* [EXERCISE AIM] Repeat, exactly and completely, the entries shown underneath.

Coordinate annotation entries
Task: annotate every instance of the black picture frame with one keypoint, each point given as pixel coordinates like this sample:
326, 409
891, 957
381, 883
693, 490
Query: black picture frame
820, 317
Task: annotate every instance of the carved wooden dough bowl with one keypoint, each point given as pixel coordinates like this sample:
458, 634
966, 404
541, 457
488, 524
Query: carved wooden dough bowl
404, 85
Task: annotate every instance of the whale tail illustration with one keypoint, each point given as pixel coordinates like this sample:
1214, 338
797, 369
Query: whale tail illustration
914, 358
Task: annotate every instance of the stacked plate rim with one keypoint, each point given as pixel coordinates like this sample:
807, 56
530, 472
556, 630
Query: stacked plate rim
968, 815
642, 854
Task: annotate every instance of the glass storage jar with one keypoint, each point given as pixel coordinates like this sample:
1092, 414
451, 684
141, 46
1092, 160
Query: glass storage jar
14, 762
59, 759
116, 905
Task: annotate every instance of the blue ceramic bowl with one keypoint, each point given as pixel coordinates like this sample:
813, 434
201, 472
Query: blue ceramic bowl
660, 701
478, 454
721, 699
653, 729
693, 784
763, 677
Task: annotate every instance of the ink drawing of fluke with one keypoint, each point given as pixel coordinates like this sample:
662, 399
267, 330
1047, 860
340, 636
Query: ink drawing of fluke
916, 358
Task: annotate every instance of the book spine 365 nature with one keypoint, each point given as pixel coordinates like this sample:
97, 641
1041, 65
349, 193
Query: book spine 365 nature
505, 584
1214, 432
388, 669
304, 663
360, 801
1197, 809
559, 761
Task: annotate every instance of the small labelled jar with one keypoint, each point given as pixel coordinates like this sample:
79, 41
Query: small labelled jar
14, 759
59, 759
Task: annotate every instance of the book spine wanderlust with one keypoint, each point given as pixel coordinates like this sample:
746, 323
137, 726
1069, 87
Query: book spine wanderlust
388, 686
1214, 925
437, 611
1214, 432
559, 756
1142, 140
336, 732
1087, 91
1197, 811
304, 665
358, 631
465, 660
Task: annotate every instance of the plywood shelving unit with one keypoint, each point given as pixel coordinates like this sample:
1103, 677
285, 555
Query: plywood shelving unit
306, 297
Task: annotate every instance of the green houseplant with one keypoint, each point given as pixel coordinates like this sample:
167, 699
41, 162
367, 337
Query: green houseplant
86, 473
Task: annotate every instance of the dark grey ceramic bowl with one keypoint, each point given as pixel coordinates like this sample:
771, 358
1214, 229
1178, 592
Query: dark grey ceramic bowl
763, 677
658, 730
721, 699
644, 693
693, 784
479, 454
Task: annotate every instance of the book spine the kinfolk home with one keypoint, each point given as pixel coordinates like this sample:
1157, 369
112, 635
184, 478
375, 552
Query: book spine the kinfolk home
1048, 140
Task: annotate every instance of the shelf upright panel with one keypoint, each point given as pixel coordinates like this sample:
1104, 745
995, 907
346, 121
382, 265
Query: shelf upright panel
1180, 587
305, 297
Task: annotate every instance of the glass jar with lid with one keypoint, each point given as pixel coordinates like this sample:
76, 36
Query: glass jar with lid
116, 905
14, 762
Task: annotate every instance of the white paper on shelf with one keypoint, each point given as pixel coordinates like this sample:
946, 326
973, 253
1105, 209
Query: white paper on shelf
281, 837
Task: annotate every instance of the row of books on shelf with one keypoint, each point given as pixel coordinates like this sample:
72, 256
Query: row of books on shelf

* [OUTPUT OF THE TASK]
Task: annotate every instance of the black picture frame with one keypoint, each point given as pixel coordinates like this sample:
326, 409
891, 957
381, 883
693, 490
Query: black picture frame
820, 317
Task: annotate every instance of the carved wooden dough bowl with one keypoint, each point given as pixel coordinates like this sample:
458, 634
966, 404
541, 457
488, 524
Query: carved wooden dough bowl
404, 85
Task: annotate every instance of the whale tail illustration with one keypoint, each point given as pixel coordinates like this sample:
1214, 338
797, 369
Query: whale tail illustration
914, 358
Task: annotate every instance of the stacked plate rim with one keypoint, each point given as pixel coordinates like this sample:
807, 56
530, 472
556, 630
Query: stacked plate rim
968, 815
642, 854
Task: annotate every instance of the glass storage jar with one keypoint, each point given as pixel coordinates like this sample:
1092, 414
451, 684
141, 46
1092, 160
Query: glass storage jar
14, 762
59, 759
116, 905
Task: annotate every instance of the blue ceramic bowl with one keypoint, each point given as pixel coordinates like this sample:
813, 434
201, 472
Query: blue ceramic bowl
660, 701
478, 454
721, 699
653, 729
693, 784
763, 677
Task: annotate every instance of the ink drawing of fluke with one keypoint, each point given as pixel coordinates like this sample:
662, 399
267, 330
1047, 860
340, 636
Query: ink drawing of fluke
916, 358
Task: annotate every instance of the book spine 365 nature with one keypoint, each point given as pixel coordinates like this sample:
97, 641
1041, 65
349, 193
Query: book spine 365 nature
505, 584
1214, 432
388, 669
304, 663
360, 801
1197, 809
559, 761
Task: annotate every instance of the small labelled jar with one keypoint, each point given as pixel coordinates like this sample:
79, 41
Query: small labelled jar
14, 759
59, 759
Task: annotate every instance of the book spine wanderlust with one keypoint, each point given as pixel coordinates like this sample:
746, 323
137, 726
1069, 87
Query: book spine wanderlust
388, 686
1214, 925
437, 611
1214, 432
559, 756
1142, 140
336, 732
1087, 91
1197, 811
304, 665
358, 631
465, 660
Task: annotate every instance of the plywood shelving unit with one keypoint, each point given as pixel coordinates like this sample:
1103, 677
285, 555
Query: plywood shelving unit
306, 297
Task: annotate every instance of the green houseplant with one keypoint, each point given as pixel coordinates like this sample:
167, 699
41, 162
367, 337
Query: green houseplant
86, 473
Task: annotate every instance of the dark grey ceramic bowl with one keypoint, each point given as pixel coordinates like this sample:
771, 358
1214, 229
1178, 592
Query: dark grey ceramic bowl
763, 677
658, 730
721, 699
644, 693
693, 784
479, 454
Task: annotate every instance of the book spine the kinfolk home with one keypoint, each point given as pixel coordinates like this sample:
1157, 369
112, 635
184, 478
375, 552
Query: book spine the kinfolk home
1048, 140
Task: annotate every instance of the shelf upright panel with one keypoint, each point given as pixel coordinates like this sample:
1104, 745
995, 907
346, 121
382, 265
Query: shelf upright panel
1180, 587
305, 297
Task: annotate every instance of the glass jar with lid with one keypoint, each point given as pixel coordinates like this sample:
76, 36
Query: glass jar with lid
116, 905
14, 762
Task: annotate every instance of the white paper on shelf with one keypoint, each point given as pixel coordinates like this sample:
946, 326
973, 253
1105, 209
Query: white paper on shelf
281, 837
Task: annotate every instance of the row of books on shelf with one keypoint, each point given as pixel coordinates like this sample:
72, 256
Query: row of books on shelf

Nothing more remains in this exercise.